--- Start ---

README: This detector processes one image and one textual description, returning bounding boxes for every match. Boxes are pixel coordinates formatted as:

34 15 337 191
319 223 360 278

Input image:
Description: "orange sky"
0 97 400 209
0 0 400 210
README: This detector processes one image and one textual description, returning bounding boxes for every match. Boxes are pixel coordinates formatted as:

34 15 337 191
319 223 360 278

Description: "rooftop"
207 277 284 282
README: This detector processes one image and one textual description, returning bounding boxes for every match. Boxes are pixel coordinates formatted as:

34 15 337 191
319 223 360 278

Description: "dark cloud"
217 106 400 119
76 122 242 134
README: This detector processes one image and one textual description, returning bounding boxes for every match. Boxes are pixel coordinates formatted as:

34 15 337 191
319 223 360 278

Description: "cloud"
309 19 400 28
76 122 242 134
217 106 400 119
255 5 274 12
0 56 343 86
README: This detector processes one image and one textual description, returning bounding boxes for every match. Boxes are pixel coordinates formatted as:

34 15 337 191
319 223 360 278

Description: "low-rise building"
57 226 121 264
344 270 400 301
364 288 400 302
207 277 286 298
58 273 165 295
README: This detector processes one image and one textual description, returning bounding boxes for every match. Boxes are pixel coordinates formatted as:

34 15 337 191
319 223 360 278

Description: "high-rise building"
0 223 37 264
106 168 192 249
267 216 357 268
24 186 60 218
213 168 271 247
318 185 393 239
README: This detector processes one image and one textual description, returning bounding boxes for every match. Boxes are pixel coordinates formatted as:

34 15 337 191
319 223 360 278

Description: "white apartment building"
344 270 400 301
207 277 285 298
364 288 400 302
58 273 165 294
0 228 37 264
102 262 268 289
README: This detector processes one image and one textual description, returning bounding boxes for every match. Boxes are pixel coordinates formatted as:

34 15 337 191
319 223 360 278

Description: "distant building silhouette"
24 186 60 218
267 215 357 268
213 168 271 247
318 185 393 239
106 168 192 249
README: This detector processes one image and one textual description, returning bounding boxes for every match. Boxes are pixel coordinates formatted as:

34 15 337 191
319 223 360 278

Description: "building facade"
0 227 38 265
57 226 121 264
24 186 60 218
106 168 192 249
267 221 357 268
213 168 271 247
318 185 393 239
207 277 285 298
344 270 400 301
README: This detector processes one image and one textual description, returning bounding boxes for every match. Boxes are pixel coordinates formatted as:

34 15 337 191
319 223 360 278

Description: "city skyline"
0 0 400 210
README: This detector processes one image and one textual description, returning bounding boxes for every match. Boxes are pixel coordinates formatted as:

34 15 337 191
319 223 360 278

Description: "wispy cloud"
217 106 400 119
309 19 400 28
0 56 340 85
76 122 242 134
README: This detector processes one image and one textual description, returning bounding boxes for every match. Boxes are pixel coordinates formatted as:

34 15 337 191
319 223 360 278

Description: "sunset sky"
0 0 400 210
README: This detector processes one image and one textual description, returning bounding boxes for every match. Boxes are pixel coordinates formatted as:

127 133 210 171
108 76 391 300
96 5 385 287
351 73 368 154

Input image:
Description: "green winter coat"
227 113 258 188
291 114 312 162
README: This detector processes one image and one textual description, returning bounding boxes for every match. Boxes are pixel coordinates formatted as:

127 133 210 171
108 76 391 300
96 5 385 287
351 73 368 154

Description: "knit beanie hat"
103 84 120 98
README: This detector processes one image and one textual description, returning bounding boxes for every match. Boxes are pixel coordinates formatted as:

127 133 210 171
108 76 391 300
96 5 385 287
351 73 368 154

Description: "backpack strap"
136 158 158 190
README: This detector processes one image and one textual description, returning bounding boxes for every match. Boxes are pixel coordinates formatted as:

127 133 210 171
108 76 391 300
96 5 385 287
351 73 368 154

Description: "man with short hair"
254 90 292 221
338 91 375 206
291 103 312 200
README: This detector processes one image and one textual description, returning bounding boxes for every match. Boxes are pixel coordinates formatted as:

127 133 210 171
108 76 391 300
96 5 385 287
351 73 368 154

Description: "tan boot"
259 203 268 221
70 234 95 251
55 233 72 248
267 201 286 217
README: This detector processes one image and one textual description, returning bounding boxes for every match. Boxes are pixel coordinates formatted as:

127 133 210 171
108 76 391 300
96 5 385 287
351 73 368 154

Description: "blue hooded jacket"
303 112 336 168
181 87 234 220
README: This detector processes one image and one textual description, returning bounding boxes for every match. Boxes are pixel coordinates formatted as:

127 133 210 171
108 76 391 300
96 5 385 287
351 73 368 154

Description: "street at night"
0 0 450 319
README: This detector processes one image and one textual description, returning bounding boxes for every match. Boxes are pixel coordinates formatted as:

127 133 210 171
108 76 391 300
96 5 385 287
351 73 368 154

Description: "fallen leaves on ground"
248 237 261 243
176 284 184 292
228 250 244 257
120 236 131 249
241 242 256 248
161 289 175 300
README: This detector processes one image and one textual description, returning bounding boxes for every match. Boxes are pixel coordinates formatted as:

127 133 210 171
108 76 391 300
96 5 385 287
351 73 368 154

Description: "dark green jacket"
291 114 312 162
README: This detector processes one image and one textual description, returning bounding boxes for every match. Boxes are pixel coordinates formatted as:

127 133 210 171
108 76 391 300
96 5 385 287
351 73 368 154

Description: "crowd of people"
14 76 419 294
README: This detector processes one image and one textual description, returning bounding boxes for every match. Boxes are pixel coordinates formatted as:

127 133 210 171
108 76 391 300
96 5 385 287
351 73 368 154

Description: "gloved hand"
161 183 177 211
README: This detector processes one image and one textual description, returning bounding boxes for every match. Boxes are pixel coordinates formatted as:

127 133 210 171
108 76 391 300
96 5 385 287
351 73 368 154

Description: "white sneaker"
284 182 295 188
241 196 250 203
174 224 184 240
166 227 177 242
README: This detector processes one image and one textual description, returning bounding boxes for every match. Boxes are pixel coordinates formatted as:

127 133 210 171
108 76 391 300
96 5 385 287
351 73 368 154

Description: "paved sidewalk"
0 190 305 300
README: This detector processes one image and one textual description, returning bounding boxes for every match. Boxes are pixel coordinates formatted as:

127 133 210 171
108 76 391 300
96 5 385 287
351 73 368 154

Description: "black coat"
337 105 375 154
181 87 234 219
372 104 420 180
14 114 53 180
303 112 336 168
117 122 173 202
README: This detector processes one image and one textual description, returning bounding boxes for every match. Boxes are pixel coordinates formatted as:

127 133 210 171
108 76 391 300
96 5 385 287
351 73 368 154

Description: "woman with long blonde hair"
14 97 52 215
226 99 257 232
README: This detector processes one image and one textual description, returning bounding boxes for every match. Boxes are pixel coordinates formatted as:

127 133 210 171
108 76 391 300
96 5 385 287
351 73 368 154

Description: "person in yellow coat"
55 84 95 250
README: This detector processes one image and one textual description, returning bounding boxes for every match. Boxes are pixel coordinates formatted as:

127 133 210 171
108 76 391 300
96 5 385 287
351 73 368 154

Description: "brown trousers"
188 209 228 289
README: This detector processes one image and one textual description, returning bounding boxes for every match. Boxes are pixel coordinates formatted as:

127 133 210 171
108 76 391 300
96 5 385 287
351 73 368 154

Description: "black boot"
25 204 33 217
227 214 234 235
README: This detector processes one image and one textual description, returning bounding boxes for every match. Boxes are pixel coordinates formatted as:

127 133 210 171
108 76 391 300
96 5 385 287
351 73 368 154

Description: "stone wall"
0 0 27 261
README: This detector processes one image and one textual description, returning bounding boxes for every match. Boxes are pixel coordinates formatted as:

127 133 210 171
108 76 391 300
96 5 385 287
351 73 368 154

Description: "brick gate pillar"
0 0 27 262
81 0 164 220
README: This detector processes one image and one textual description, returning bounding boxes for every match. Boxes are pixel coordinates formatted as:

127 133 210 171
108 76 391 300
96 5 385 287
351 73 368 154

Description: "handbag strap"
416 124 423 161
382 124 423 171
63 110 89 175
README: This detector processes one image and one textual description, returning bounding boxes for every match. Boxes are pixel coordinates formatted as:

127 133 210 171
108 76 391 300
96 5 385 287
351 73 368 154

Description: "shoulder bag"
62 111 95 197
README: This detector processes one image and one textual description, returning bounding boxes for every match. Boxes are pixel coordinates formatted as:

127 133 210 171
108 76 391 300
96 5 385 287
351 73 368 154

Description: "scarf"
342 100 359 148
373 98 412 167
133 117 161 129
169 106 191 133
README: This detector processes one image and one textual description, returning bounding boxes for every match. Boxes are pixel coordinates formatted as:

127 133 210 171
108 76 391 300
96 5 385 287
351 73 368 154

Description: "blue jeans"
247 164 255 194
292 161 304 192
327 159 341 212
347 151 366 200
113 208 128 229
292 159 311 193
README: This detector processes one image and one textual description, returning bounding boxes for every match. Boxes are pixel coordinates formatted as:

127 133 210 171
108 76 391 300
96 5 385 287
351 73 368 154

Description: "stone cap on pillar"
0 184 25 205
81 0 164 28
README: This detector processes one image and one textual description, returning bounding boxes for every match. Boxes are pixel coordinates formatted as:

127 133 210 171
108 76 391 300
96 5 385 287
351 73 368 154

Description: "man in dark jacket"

--- End ---

» **GOAL**: Return every line of the material above that contains the string "with", treating uppercase and lowercase as different.

» **RESULT**:
Description: "man with short hair"
Description: "woman with long blonde hair"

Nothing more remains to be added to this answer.